* AIM OF THE TASK *
Return exactly the lines that run from the one containing "the woman with" to the end of the entries, with both ends included.

* SUPPLIED RECORDS *
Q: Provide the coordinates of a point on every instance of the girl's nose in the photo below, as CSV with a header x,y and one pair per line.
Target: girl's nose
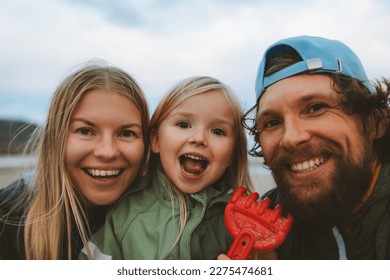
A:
x,y
198,137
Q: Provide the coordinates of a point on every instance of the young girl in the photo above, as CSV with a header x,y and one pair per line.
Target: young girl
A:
x,y
93,145
199,156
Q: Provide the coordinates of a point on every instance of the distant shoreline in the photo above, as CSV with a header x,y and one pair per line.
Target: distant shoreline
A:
x,y
13,167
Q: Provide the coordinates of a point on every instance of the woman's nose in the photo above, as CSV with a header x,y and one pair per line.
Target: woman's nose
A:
x,y
106,148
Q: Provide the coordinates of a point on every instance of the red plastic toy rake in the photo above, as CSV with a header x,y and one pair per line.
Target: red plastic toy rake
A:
x,y
253,225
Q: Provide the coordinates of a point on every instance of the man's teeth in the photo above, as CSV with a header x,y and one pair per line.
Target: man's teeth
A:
x,y
307,165
103,173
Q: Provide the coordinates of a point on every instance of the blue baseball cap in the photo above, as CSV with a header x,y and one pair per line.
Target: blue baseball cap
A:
x,y
319,55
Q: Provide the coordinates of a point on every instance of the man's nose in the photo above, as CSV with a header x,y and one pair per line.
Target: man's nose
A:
x,y
294,134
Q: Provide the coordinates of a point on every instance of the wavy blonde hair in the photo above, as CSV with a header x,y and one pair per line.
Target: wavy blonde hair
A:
x,y
238,173
55,200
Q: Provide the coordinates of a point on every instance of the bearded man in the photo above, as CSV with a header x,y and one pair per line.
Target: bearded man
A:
x,y
323,129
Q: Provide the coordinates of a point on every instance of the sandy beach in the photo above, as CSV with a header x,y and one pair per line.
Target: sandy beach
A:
x,y
12,168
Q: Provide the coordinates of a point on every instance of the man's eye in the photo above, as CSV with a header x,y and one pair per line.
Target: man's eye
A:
x,y
271,123
316,107
84,131
183,124
218,131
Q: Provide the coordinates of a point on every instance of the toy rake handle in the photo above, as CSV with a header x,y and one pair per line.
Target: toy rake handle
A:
x,y
242,245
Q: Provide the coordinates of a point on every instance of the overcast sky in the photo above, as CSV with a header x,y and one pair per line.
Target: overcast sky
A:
x,y
160,42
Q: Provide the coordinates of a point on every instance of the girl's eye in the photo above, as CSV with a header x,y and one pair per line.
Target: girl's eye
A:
x,y
84,131
316,107
183,124
127,133
218,131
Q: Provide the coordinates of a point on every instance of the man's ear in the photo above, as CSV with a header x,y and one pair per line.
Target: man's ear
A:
x,y
154,141
382,122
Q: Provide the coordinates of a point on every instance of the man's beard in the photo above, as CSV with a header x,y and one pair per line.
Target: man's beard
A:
x,y
331,200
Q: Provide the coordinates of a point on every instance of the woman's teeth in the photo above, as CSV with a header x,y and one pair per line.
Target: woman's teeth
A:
x,y
103,173
307,165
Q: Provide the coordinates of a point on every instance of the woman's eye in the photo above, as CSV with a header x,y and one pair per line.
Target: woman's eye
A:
x,y
183,124
84,131
127,133
218,131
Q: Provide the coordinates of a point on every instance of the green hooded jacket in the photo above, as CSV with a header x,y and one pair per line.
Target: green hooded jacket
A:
x,y
144,225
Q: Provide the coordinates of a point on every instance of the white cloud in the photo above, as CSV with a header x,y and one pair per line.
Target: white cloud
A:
x,y
161,44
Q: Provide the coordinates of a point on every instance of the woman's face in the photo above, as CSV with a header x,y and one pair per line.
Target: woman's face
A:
x,y
105,147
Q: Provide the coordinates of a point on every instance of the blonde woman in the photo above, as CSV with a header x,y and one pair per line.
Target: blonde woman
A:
x,y
93,145
199,157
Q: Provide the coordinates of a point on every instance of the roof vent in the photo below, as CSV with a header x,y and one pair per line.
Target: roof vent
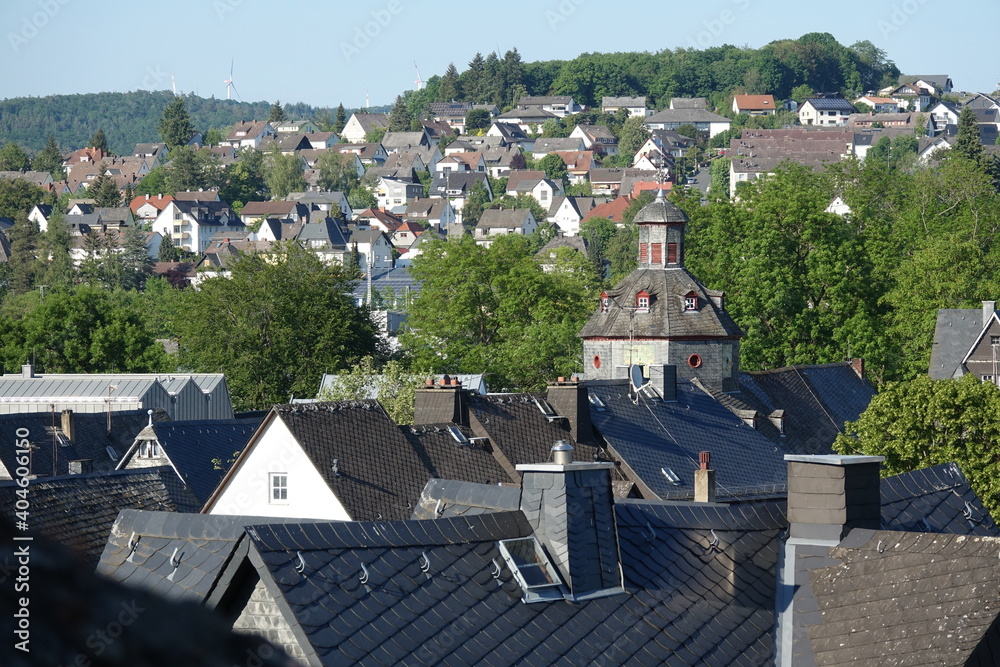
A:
x,y
562,452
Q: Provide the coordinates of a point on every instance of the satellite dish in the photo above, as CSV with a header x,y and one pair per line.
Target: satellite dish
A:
x,y
635,373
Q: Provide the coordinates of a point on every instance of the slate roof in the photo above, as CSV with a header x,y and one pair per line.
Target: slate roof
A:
x,y
520,431
934,500
686,601
78,510
666,316
90,438
652,435
80,612
815,402
909,599
446,498
380,475
193,448
954,333
830,104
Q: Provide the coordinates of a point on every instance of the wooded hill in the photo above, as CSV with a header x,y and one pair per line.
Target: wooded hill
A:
x,y
815,62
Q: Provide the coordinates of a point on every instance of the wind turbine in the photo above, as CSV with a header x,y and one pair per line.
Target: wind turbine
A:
x,y
230,86
419,81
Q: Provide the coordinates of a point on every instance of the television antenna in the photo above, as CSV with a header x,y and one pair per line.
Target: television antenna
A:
x,y
230,86
419,81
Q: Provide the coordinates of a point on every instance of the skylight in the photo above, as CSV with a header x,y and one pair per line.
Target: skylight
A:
x,y
533,570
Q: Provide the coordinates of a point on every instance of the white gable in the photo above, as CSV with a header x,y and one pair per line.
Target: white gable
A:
x,y
247,490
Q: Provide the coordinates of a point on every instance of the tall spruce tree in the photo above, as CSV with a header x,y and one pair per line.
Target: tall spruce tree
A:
x,y
50,159
277,113
175,124
98,140
341,120
24,264
399,117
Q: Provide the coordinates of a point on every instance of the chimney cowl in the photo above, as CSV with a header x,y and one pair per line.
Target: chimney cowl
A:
x,y
562,452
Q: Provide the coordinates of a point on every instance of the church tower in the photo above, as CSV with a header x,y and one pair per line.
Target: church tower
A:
x,y
661,314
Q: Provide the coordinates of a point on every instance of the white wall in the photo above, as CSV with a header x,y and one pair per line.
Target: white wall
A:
x,y
248,491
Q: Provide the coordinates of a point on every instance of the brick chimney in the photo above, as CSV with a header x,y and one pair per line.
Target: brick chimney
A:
x,y
570,506
830,495
570,398
438,404
67,425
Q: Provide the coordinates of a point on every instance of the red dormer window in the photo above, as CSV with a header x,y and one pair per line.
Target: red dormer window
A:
x,y
642,301
690,301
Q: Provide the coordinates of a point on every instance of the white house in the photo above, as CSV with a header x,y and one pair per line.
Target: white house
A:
x,y
498,221
190,224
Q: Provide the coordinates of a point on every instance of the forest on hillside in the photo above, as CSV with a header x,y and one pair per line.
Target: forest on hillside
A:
x,y
815,62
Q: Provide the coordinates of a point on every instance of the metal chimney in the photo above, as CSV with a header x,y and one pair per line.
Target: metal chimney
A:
x,y
562,453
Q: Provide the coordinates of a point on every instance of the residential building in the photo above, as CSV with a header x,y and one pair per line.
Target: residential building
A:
x,y
190,224
755,105
636,106
497,221
825,111
360,124
704,121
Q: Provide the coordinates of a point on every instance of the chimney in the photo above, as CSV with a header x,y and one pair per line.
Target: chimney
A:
x,y
440,404
67,425
830,495
81,466
570,506
664,381
572,400
704,480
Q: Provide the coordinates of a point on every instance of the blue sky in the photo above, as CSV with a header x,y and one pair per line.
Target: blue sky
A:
x,y
324,53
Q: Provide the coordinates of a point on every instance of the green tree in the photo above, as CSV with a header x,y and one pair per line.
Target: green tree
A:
x,y
925,422
283,173
175,126
99,141
399,117
24,264
83,330
18,196
288,319
337,171
392,383
554,167
448,89
277,113
104,190
496,311
341,120
50,159
632,136
478,119
12,158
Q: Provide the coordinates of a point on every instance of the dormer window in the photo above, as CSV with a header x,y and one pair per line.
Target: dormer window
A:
x,y
642,301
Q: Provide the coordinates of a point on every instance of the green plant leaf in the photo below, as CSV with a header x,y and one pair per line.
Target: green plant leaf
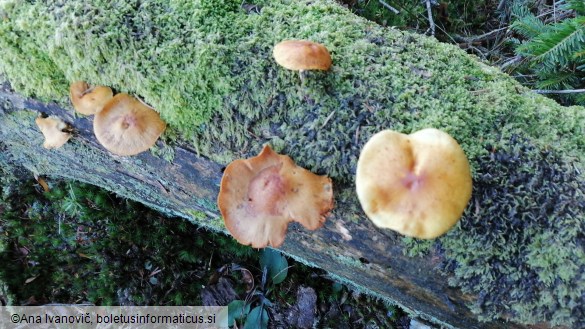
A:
x,y
257,318
237,309
276,264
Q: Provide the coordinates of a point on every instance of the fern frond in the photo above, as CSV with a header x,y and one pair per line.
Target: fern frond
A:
x,y
529,26
556,46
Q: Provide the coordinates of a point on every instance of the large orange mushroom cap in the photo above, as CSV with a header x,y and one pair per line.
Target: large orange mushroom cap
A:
x,y
261,195
299,55
88,100
417,184
126,126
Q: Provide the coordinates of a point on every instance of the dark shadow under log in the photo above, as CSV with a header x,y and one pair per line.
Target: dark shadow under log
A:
x,y
348,247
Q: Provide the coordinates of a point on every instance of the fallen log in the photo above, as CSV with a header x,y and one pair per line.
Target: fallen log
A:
x,y
207,68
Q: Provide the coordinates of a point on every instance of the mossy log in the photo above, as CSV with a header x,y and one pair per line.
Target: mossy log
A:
x,y
519,252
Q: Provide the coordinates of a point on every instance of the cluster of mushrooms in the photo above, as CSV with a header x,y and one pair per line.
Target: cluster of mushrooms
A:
x,y
417,184
123,124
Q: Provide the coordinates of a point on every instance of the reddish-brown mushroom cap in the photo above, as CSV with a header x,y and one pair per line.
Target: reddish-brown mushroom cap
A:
x,y
259,196
126,126
88,100
417,184
302,55
52,129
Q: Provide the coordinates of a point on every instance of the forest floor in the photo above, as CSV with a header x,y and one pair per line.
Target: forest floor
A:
x,y
67,242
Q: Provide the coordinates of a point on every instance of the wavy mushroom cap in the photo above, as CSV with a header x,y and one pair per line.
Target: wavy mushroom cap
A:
x,y
259,196
126,126
417,184
52,129
302,55
88,100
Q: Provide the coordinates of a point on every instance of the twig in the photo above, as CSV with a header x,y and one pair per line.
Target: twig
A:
x,y
392,9
570,91
430,17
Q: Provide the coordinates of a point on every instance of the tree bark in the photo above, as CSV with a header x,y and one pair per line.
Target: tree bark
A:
x,y
187,187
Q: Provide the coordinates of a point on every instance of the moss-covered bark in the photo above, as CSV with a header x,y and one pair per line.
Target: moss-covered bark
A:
x,y
207,67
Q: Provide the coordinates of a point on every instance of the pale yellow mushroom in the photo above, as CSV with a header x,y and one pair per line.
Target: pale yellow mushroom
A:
x,y
52,128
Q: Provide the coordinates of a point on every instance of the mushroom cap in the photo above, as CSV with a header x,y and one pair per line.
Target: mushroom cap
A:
x,y
302,55
126,126
417,184
52,128
259,196
88,100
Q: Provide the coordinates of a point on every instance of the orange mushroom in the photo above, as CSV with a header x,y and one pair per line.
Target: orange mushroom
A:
x,y
259,196
52,128
417,184
88,100
126,126
300,55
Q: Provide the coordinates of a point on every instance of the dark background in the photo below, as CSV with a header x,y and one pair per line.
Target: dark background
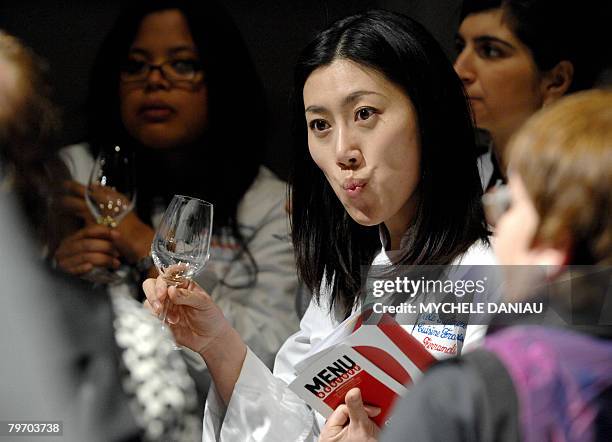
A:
x,y
68,34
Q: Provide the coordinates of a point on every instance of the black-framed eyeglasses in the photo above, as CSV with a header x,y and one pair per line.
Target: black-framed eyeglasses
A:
x,y
137,71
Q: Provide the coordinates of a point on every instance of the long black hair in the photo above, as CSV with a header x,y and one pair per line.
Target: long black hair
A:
x,y
223,163
555,31
330,246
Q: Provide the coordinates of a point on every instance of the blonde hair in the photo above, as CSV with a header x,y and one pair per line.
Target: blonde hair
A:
x,y
29,130
563,155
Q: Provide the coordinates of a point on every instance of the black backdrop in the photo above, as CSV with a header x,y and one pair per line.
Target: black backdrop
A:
x,y
68,33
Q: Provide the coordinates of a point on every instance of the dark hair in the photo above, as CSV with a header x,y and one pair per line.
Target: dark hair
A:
x,y
553,31
330,246
29,141
223,163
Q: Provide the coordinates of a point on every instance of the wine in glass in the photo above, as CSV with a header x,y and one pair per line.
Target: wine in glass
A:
x,y
181,246
110,195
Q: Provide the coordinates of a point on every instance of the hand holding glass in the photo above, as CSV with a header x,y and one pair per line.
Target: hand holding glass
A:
x,y
181,246
110,195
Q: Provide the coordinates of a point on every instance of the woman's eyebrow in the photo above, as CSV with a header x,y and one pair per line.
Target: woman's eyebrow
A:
x,y
349,99
354,96
172,51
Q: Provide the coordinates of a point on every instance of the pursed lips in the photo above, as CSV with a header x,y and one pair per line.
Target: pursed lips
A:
x,y
156,110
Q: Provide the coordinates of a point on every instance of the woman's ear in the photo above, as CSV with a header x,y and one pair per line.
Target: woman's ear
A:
x,y
556,82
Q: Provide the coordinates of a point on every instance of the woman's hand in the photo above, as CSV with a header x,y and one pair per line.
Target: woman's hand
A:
x,y
90,247
197,323
194,318
351,422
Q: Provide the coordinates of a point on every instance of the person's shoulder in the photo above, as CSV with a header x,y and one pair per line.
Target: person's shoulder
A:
x,y
267,182
479,253
79,160
267,195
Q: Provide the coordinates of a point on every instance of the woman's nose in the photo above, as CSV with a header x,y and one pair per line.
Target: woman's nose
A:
x,y
348,153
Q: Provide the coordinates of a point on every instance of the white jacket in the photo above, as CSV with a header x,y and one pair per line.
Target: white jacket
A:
x,y
262,408
263,314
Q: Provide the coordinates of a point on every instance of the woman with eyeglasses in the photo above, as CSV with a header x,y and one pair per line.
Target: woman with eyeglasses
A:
x,y
173,82
369,190
516,56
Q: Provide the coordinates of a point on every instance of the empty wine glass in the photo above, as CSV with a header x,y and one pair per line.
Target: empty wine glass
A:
x,y
110,195
181,246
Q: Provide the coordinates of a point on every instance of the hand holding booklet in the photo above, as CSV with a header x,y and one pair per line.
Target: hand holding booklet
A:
x,y
380,358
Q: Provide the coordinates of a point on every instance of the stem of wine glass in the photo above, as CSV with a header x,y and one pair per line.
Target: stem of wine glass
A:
x,y
164,314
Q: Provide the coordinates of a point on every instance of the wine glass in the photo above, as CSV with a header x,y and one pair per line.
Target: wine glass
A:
x,y
181,246
110,195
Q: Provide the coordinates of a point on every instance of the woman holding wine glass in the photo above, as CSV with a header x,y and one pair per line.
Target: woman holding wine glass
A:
x,y
164,88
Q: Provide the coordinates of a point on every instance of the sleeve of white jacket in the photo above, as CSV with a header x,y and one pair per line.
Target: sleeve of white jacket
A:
x,y
262,407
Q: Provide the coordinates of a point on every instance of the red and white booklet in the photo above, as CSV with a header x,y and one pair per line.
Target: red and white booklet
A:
x,y
381,359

* EXERCISE OUTPUT *
Q: Provide the coordinates of a point on every instance of the woman with eyeglasses in the photo above, as CSV with a header x,y and one pair per line.
Target: woman with eyeglasses
A:
x,y
173,82
369,190
516,56
Q: Provide the coordinates of a point on every instance of the empty wine glass in the photo above, as CSV with a header x,y and one pair per line.
Target: empty wine glass
A:
x,y
110,195
181,246
Q: Provide the coordinates of a point on every instance of the hand holding booklet in the photo above, as CSV with a header x,y and one pair per line.
Target: hand holding booklet
A:
x,y
380,358
Q: Provide the coordinates of a point on every instance of the stem of wine glass in the photo above, as CSV with a header x,y and one pair per line.
Target: stem of wine glass
A:
x,y
164,314
Q: Provide the coordinates of a point on every instance of the wine glass in the photo above, as CSV with a header x,y and one pair per line.
Target: wine glass
A:
x,y
181,246
110,195
Q: Provide the coordinates of a point on every instance of the woman holding wine glass in the photo above, as CSV with a header x,y and one pair per line.
Target: woman holding wine glass
A:
x,y
164,88
Q: Provide the coordinates of a point on every instance of the sleeve of white jacket in the photo above, as CSV with a header x,y and one pair per line.
Target: sleeve of white jacket
A:
x,y
262,407
Q: Provide the coordinates of a point on every instance of the red and white booklet in the photo above, as CSV with a header x,y and one pair per line.
Target: red and white booklet
A:
x,y
381,359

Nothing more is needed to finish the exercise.